Passage
# Ibo worlds



## cheaplaughs (Mar 27, 2005)

Dave mcquacker and Blake kitching are in the shoot offs today. Goodluck to both shooters


----------



## DODGE-3D (Feb 17, 2005)

Good luck boys.Shoot em up.


----------



## Btension (Jun 28, 2011)

DODGE-3D said:


> Good luck boys.Shoot em up.


x2 Guys


----------



## Crunch (Nov 28, 2002)

Good Luck!


----------



## Xenomorph (Jun 18, 2012)

Which channel is this on?


----------



## DODGE-3D (Feb 17, 2005)

Looks like Blake was 3rd and Dave 4th.Right on, nice shooting.


----------



## JDoupe (Dec 9, 2006)

Yup....by an X!

Way to go Blake!


----------



## Btension (Jun 28, 2011)

Good Shooting Guys!!!!


----------



## DssBB (Feb 21, 2010)

Great shooting guys. Shoot nothing but X's


----------



## wanemann (Oct 7, 2010)

good job guys well done


----------



## cody12 (Dec 7, 2004)

well done


----------



## Crashman (Jan 20, 2005)

Way to go for two Vortex boys!


----------



## cheaplaughs (Mar 27, 2005)

way to shoot guys


----------



## Crunch (Nov 28, 2002)

Congratulations. Great shooting.


----------



## crkelly (Mar 17, 2011)

Very nice guys.


----------



## mike106 (Mar 12, 2007)

good jobs guys


----------



## F/F 3Der (Mar 23, 2008)

Good job boys. Blake I see that the little bit of liquid cleared things up to allow you to shoot well LOL. We all had a great time down there even though I shot poorly.


----------



## Bow bandit (Apr 21, 2007)

Thanks, it was a wild week down there. Very cool to shoot in the final with a fellow canuck in the final. Congratulating Eric grippa who won our class after 16 years trying! Shows you how hard it is to win. Thanks to Randy and Bobby for your support this week it helped me tonnes you guys were great. I also made some good new friends down south I had a great group to shoot with.


----------



## peregrine82 (Aug 25, 2007)

Congratulations on the fine finish by Blake and Dave. The quality of shooters in this class is incredible and to have two Canadians in the hunt shows how well Blake and Dave shot.

The week was another great learning experience (yes, you can teach an old dog new tricks). Hope to make it back next year, 7 springs is a wonderful venue.


----------



## CLASSICHUNTER (May 20, 2005)

well done boys must be the pand p karma lol lol lol kudos well bobby what did you learn lol


----------



## noXcuses (Jan 19, 2010)

Nice job blake!


----------



## Pic (Sep 12, 2003)

Congrats guys..way to go.

Stored data

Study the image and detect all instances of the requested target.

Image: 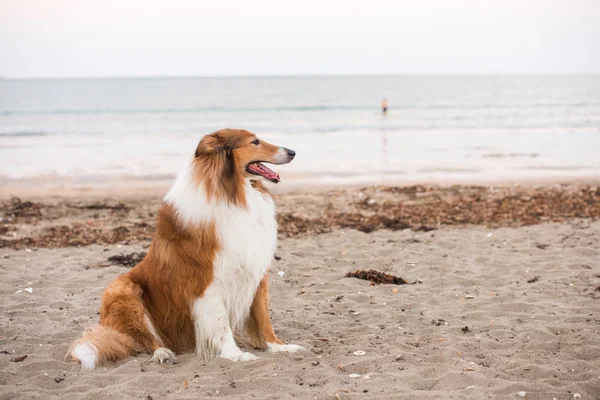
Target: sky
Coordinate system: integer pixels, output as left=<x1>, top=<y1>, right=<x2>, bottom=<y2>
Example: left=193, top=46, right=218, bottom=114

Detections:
left=0, top=0, right=600, bottom=78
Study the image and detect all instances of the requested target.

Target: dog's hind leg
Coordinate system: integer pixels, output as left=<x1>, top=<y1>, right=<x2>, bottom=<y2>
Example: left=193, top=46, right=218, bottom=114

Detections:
left=70, top=275, right=174, bottom=369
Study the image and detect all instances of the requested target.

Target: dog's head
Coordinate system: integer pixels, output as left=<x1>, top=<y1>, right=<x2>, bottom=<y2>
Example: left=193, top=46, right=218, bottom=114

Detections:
left=194, top=129, right=296, bottom=202
left=195, top=129, right=296, bottom=183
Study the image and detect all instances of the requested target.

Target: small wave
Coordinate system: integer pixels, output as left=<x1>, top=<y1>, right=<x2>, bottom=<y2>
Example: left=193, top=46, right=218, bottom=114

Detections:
left=0, top=131, right=48, bottom=137
left=0, top=103, right=600, bottom=116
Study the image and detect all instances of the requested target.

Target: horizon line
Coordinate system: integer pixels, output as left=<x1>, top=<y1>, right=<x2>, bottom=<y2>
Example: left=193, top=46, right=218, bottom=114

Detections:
left=0, top=72, right=600, bottom=81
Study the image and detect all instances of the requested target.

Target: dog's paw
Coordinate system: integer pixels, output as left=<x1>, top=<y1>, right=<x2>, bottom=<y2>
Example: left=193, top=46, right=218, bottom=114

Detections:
left=219, top=351, right=258, bottom=362
left=267, top=343, right=306, bottom=353
left=152, top=347, right=175, bottom=364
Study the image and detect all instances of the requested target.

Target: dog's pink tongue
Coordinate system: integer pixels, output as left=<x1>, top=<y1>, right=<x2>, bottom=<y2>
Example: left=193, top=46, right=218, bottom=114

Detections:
left=249, top=162, right=279, bottom=182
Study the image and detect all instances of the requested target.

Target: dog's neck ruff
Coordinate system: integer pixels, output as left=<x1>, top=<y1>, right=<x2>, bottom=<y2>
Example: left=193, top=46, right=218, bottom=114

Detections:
left=164, top=163, right=275, bottom=226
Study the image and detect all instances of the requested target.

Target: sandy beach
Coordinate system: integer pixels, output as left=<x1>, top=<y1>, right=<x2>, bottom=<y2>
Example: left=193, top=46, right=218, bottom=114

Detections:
left=0, top=184, right=600, bottom=399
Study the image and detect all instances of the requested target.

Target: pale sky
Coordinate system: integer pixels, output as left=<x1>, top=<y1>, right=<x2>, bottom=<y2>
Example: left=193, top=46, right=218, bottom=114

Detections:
left=0, top=0, right=600, bottom=78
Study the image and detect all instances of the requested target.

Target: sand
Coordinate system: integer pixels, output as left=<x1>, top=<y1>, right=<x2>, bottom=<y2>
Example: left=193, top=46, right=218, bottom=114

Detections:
left=0, top=211, right=600, bottom=399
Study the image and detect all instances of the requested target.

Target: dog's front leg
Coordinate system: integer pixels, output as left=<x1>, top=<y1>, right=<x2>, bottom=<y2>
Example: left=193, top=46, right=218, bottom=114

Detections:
left=245, top=273, right=304, bottom=353
left=192, top=283, right=258, bottom=361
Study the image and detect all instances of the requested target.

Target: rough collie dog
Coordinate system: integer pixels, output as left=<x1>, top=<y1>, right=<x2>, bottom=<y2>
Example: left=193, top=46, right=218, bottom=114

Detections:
left=69, top=129, right=303, bottom=369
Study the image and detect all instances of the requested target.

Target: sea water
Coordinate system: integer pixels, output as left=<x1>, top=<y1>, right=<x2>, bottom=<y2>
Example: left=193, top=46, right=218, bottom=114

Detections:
left=0, top=75, right=600, bottom=184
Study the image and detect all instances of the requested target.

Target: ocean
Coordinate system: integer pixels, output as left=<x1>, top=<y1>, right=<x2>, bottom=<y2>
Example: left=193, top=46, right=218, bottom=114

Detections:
left=0, top=75, right=600, bottom=184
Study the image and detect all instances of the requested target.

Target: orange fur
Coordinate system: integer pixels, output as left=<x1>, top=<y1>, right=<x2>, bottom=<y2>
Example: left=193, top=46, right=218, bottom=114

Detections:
left=69, top=129, right=292, bottom=364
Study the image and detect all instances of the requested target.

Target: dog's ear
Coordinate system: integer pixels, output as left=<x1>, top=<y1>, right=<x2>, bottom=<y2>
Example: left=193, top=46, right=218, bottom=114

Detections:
left=195, top=133, right=232, bottom=158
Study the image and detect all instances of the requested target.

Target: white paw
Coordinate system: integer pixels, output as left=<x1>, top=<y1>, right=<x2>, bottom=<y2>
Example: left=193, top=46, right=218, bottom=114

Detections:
left=267, top=343, right=306, bottom=353
left=152, top=347, right=175, bottom=364
left=219, top=351, right=258, bottom=362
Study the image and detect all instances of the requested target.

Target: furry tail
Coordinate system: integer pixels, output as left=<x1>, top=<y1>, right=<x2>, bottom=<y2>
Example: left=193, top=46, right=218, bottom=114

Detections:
left=67, top=325, right=139, bottom=370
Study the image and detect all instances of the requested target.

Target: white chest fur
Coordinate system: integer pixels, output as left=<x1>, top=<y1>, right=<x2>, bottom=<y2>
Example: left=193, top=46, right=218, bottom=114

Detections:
left=165, top=170, right=277, bottom=332
left=214, top=185, right=277, bottom=332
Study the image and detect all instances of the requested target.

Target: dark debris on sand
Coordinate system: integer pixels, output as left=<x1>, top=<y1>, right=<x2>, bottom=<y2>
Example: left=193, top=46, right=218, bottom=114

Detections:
left=0, top=197, right=42, bottom=222
left=346, top=269, right=409, bottom=285
left=107, top=251, right=146, bottom=268
left=278, top=185, right=600, bottom=237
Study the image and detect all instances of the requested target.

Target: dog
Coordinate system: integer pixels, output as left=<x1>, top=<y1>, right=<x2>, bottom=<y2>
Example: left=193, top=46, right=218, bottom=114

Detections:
left=69, top=129, right=304, bottom=370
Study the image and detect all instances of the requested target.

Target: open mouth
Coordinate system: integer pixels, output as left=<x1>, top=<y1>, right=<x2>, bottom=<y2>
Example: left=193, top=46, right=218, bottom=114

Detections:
left=246, top=161, right=280, bottom=183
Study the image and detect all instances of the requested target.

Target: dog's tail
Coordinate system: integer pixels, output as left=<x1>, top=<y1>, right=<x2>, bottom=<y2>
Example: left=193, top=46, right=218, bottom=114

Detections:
left=67, top=325, right=140, bottom=370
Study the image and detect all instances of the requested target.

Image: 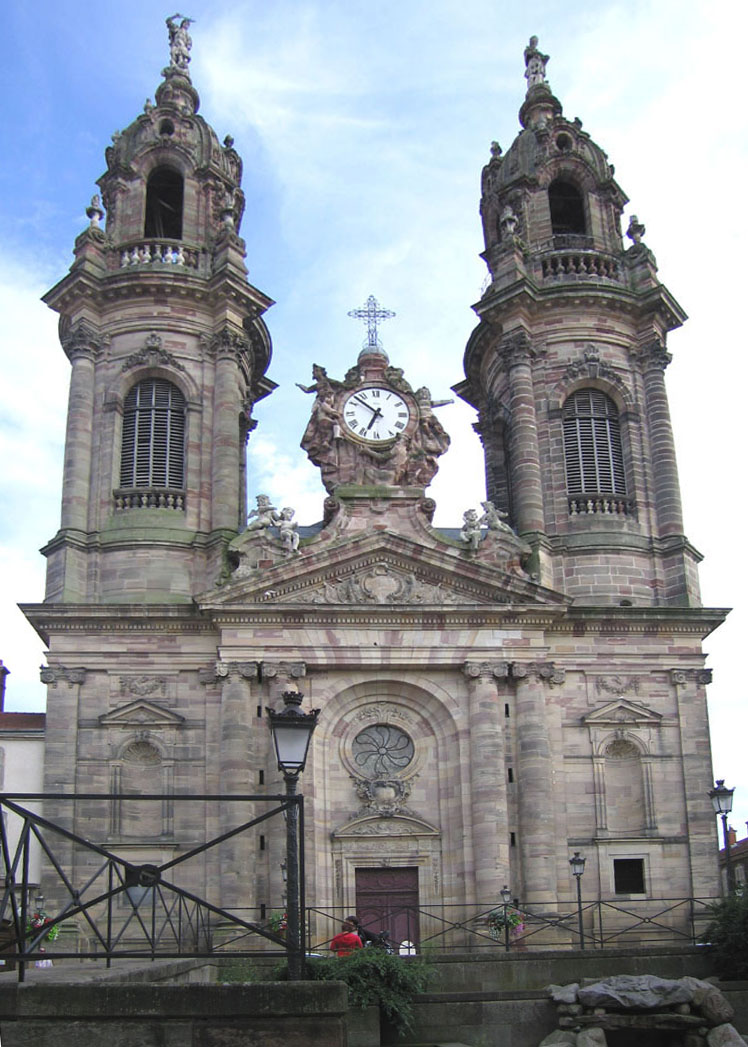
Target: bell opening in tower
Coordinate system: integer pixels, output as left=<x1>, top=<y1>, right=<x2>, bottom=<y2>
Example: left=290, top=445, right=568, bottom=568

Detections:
left=548, top=178, right=587, bottom=237
left=144, top=168, right=184, bottom=240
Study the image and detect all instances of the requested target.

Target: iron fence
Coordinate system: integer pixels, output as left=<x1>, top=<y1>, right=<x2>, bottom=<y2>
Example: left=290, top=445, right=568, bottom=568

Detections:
left=307, top=897, right=718, bottom=956
left=0, top=793, right=718, bottom=979
left=0, top=793, right=307, bottom=980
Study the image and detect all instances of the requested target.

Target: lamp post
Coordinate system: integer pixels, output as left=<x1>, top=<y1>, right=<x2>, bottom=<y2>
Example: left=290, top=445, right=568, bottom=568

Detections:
left=500, top=884, right=511, bottom=953
left=709, top=778, right=735, bottom=894
left=266, top=691, right=320, bottom=981
left=569, top=851, right=587, bottom=949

To be done
**1.** Reproduce word for word the part of the forum thread that opens with the words containing "Congratulations on the" and closes with "(May 20, 2005)".
**2.** Rescale the part of the rows that opens with their first line and closes with the line containing "left=70, top=275, right=174, bottom=369", both ends included, and give only those lines. Repeat every line, requests included, multiplying each bounding-box coordinate in the answers by 0.5 and rounding to whole numbers with halves rounded up. Leave the pictures out.
The forum thread and the rows were drawn from unrelated sources.

Final answers
**1.**
Congratulations on the fine finish by Blake and Dave. The quality of shooters in this class is incredible and to have two Canadians in the hunt shows how well Blake and Dave shot.

The week was another great learning experience (yes, you can teach an old dog new tricks). Hope to make it back next year, 7 springs is a wonderful venue.


----------



## CLASSICHUNTER (May 20, 2005)

**2.**
Study the image and detect all instances of the requested target.

Image: 
Target: sky
Coordinate system: integer pixels, output as left=<x1>, top=<y1>, right=<x2>, bottom=<y2>
Example: left=193, top=46, right=218, bottom=114

Detections:
left=0, top=0, right=300, bottom=39
Study the image and detect all instances of the requested target.

Target: dog's hind leg
Coordinate system: integer pixels, output as left=<x1>, top=<y1>, right=<x2>, bottom=<y2>
Example: left=193, top=46, right=218, bottom=114

Detections:
left=35, top=138, right=87, bottom=185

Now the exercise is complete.